(Segmentation annotation records)
========================

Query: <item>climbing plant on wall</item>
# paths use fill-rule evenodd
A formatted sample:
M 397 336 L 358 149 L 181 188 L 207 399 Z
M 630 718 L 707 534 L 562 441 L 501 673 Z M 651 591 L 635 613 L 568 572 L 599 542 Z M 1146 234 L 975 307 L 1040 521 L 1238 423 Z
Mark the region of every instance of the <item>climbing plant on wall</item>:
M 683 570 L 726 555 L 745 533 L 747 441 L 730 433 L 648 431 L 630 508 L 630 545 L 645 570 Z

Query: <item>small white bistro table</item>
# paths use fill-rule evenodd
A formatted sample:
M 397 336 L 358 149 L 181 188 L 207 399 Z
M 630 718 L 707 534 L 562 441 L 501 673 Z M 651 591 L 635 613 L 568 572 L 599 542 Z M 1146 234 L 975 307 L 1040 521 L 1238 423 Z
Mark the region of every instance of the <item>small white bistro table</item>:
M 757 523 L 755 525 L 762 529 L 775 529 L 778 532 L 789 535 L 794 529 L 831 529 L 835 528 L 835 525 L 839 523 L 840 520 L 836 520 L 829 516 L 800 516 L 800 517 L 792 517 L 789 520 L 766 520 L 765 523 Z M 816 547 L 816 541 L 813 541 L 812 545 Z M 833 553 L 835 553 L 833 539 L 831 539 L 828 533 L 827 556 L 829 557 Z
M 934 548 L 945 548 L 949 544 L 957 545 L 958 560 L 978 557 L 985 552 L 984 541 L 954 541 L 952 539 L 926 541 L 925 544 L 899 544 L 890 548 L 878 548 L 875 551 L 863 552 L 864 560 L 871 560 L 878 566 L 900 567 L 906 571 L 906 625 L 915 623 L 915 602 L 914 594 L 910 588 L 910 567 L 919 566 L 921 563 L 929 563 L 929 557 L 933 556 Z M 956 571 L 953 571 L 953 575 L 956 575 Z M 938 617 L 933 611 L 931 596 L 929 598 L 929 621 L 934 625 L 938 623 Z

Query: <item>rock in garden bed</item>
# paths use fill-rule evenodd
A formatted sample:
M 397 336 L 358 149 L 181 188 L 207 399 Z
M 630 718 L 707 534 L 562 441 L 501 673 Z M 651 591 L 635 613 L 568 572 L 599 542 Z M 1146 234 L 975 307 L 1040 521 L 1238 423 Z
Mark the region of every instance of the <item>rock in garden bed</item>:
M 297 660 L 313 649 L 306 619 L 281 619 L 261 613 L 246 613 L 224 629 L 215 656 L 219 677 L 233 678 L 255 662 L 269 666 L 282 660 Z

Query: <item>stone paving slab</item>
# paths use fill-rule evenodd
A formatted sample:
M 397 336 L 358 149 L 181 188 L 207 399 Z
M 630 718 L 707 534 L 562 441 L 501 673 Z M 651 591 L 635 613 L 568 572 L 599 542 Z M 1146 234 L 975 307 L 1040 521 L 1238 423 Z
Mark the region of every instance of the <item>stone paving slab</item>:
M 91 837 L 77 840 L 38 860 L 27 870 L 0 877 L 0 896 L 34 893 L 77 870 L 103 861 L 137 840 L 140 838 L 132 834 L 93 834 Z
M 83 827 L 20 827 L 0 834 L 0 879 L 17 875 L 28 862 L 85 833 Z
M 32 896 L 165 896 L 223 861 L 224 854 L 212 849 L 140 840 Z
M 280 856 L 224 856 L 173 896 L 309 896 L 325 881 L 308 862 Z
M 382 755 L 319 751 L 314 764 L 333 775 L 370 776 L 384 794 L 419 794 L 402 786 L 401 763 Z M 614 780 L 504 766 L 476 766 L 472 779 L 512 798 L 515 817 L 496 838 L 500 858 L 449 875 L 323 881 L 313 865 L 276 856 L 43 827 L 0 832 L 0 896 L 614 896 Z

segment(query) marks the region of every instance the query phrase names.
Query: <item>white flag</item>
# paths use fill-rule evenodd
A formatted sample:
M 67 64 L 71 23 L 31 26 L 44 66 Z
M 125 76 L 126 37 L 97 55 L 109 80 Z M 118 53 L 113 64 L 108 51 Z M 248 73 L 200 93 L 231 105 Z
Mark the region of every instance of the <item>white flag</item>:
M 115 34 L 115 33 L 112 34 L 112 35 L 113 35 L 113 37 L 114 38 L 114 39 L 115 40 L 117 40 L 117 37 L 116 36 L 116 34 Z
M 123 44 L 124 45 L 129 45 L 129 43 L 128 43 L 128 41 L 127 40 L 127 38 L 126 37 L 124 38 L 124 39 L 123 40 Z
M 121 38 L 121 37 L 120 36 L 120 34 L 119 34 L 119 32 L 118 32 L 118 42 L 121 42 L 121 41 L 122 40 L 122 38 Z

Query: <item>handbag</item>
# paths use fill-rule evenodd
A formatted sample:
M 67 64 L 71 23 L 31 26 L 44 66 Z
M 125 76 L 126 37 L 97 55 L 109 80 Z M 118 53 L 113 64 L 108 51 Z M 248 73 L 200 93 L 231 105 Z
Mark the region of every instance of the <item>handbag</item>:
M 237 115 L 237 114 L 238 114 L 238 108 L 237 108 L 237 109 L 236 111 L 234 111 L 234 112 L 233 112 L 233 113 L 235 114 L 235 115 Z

========================

> _WRITTEN INSTRUCTION_: Copy the data from its start through the line holding "M 934 548 L", inclusive. Keep every line in that span unchanged, but shift each coordinate in the answers by -69, and write nothing beyond that line.

> _ANSWER FOR THIS EXERCISE_:
Query: <item>climbing plant on wall</item>
# paths use fill-rule evenodd
A formatted sample:
M 397 336 L 358 149 L 181 188 L 207 399 Z
M 630 718 L 707 534 L 562 441 L 501 673 Z M 651 591 L 635 613 L 568 572 L 599 542 Z M 1146 234 L 975 307 L 1040 521 L 1238 423 Z
Mark the region of every instance of the <item>climbing plant on wall</item>:
M 614 501 L 657 486 L 676 464 L 678 372 L 661 364 L 579 362 L 561 439 L 561 476 L 576 501 Z

Query: <item>small white bistro table</item>
# paths use fill-rule evenodd
A formatted sample:
M 397 336 L 358 149 L 181 188 L 207 399 Z
M 630 718 L 707 534 L 562 441 L 501 673 Z M 651 591 L 635 613 L 568 572 L 599 542 Z M 1146 234 L 975 307 L 1040 521 L 1238 423 Z
Mark the region of every instance of the <item>small white bistro table</item>:
M 688 454 L 686 456 L 693 460 L 706 460 L 709 463 L 720 466 L 725 460 L 762 460 L 766 459 L 766 456 L 770 454 L 771 451 L 767 451 L 760 447 L 731 447 L 731 448 L 723 448 L 720 451 L 697 451 L 696 454 Z M 747 478 L 747 472 L 744 472 L 743 476 Z M 764 484 L 766 484 L 764 470 L 762 470 L 759 464 L 758 487 L 760 488 Z
M 865 479 L 876 479 L 880 475 L 888 476 L 889 491 L 909 488 L 916 483 L 915 472 L 885 472 L 883 470 L 857 472 L 856 475 L 830 475 L 821 479 L 809 479 L 806 482 L 794 483 L 795 491 L 802 491 L 809 497 L 831 498 L 837 502 L 837 556 L 846 554 L 846 533 L 845 525 L 841 519 L 841 498 L 850 497 L 852 494 L 860 494 L 860 488 L 864 487 Z M 887 502 L 884 502 L 884 506 L 887 506 Z M 869 548 L 864 542 L 862 527 L 860 529 L 860 552 L 865 556 L 869 554 Z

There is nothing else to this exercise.